__GIVEN RECORDS__:
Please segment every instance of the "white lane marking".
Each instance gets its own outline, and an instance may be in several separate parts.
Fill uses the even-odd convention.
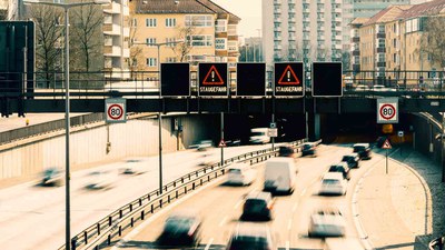
[[[297,211],[298,203],[294,204],[293,212]]]
[[[238,201],[238,202],[235,204],[235,207],[234,207],[234,208],[235,208],[235,209],[238,209],[238,208],[239,208],[239,206],[241,206],[243,201],[244,201],[244,200],[239,200],[239,201]]]
[[[227,217],[222,218],[221,222],[219,222],[219,227],[222,227],[227,221]]]
[[[209,250],[212,242],[214,242],[214,238],[210,238],[209,242],[207,243],[207,246],[204,250]]]
[[[300,194],[300,196],[301,196],[301,197],[303,197],[303,196],[305,196],[306,191],[307,191],[307,188],[303,189],[303,191],[301,191],[301,194]]]

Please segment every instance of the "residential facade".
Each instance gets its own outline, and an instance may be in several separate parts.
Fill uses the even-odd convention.
[[[353,47],[359,43],[356,72],[368,71],[362,77],[386,78],[397,84],[416,84],[421,76],[423,79],[434,78],[432,72],[442,69],[422,52],[421,39],[428,18],[443,12],[445,0],[435,0],[414,6],[392,6],[363,23],[355,20],[352,27],[358,36],[353,40],[356,41]],[[400,82],[398,79],[407,80]]]
[[[131,12],[137,69],[158,71],[162,62],[179,61],[236,67],[240,19],[210,0],[138,0],[132,1]]]
[[[130,12],[128,0],[113,0],[103,9],[103,70],[106,78],[129,78]]]
[[[395,3],[409,0],[263,0],[265,60],[340,61],[350,50],[349,23]]]

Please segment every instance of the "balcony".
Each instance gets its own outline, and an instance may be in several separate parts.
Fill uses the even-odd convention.
[[[103,33],[105,34],[115,34],[119,36],[120,34],[120,26],[119,24],[112,24],[112,23],[103,23]]]
[[[130,28],[123,28],[123,37],[126,38],[130,37]]]
[[[120,57],[121,56],[121,47],[120,46],[105,46],[103,47],[103,56]]]
[[[102,8],[106,13],[120,13],[120,3],[117,2],[111,2],[111,4],[103,6]]]

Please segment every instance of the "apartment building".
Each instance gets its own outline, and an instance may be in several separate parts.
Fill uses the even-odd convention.
[[[350,51],[349,23],[395,3],[409,0],[263,0],[265,60],[340,61]]]
[[[112,0],[103,9],[103,70],[106,78],[127,79],[130,58],[128,0]]]
[[[132,51],[140,50],[132,63],[138,69],[158,71],[159,63],[177,61],[236,67],[240,19],[212,1],[134,0],[130,9]]]
[[[441,70],[438,64],[432,62],[429,54],[422,52],[421,39],[428,18],[443,12],[445,0],[435,0],[415,6],[388,7],[363,24],[355,20],[360,70],[376,71],[376,77],[393,80],[408,79],[404,84],[418,82],[419,74],[416,71]],[[426,73],[422,77],[435,76]]]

__WHAT THE EXERCISE ASKS__: Put each line of the rows above into a Markdown table with a "No." column holding its number and a "Line" column holding its text, skipping blank lines. Leave the pictures out of the table.

__COMPLETED TASK__:
| No. | Line |
|---|---|
| 1 | Please segment every instance of the "white lane marking". |
| 2 | Each instance gets its own outline, and an instance may be in several separate parts. |
| 3 | Fill uses the even-odd convention. |
| 4 | [[[297,211],[298,203],[294,204],[293,212]]] |
| 5 | [[[238,201],[238,202],[235,204],[235,207],[234,207],[234,208],[235,208],[235,209],[238,209],[238,208],[239,208],[239,206],[241,206],[243,201],[244,201],[244,200],[239,200],[239,201]]] |
| 6 | [[[227,217],[222,218],[221,222],[219,222],[219,227],[222,227],[227,221]]] |
| 7 | [[[209,250],[212,242],[214,242],[214,238],[210,238],[209,242],[207,243],[207,246],[204,250]]] |
| 8 | [[[300,194],[300,196],[301,196],[301,197],[303,197],[303,196],[305,196],[306,191],[307,191],[307,188],[303,189],[303,191],[301,191],[301,194]]] |
| 9 | Please segment every instance of the "residential facade". |
| 10 | Each instance gets its own outline, and an instance may be in several separate parts. |
| 11 | Fill uses the even-odd convention. |
| 12 | [[[353,47],[359,43],[356,72],[368,71],[362,77],[386,78],[397,84],[416,84],[421,76],[423,79],[434,78],[432,72],[442,69],[422,52],[421,39],[428,18],[443,12],[445,0],[435,0],[414,6],[392,6],[363,23],[355,20],[352,27],[358,36],[353,40],[356,41]],[[400,82],[398,79],[407,80]]] |
| 13 | [[[131,12],[137,69],[158,71],[162,62],[179,61],[236,67],[240,19],[210,0],[138,0],[132,1]]] |
| 14 | [[[130,12],[128,0],[113,0],[103,9],[103,70],[106,78],[129,78]]] |
| 15 | [[[395,3],[409,0],[263,0],[265,60],[340,61],[350,50],[349,23]]] |
| 16 | Please segment every instance of the "balcony". |
| 17 | Each instance gets its own outline, and an instance may be in several separate parts. |
| 18 | Fill uses the even-odd convention. |
| 19 | [[[103,33],[105,34],[115,34],[119,36],[120,34],[120,26],[119,24],[112,24],[112,23],[103,23]]] |
| 20 | [[[130,28],[123,28],[123,37],[126,38],[130,37]]] |
| 21 | [[[120,57],[121,56],[121,47],[120,46],[105,46],[103,47],[103,56]]] |
| 22 | [[[102,8],[106,13],[120,13],[120,3],[117,2],[111,2],[111,4],[103,6]]] |
| 23 | Please segment every instance of the "apartment building". |
| 24 | Each instance gets its own outline, and an instance may be in several separate parts. |
| 25 | Fill uses the even-odd convention. |
| 26 | [[[350,51],[349,23],[395,3],[409,0],[263,0],[265,60],[340,61]]] |
| 27 | [[[112,0],[103,9],[103,70],[106,78],[127,79],[130,58],[128,0]]] |
| 28 | [[[132,51],[140,50],[132,63],[138,69],[158,71],[159,63],[177,61],[236,67],[240,19],[212,1],[134,0],[130,9]]] |
| 29 | [[[441,70],[438,64],[432,62],[429,54],[422,52],[421,39],[428,18],[443,12],[445,0],[435,0],[415,6],[388,7],[363,24],[355,20],[360,70],[376,71],[376,77],[393,80],[408,79],[404,84],[418,82],[419,74],[416,71]],[[426,73],[422,77],[435,76]]] |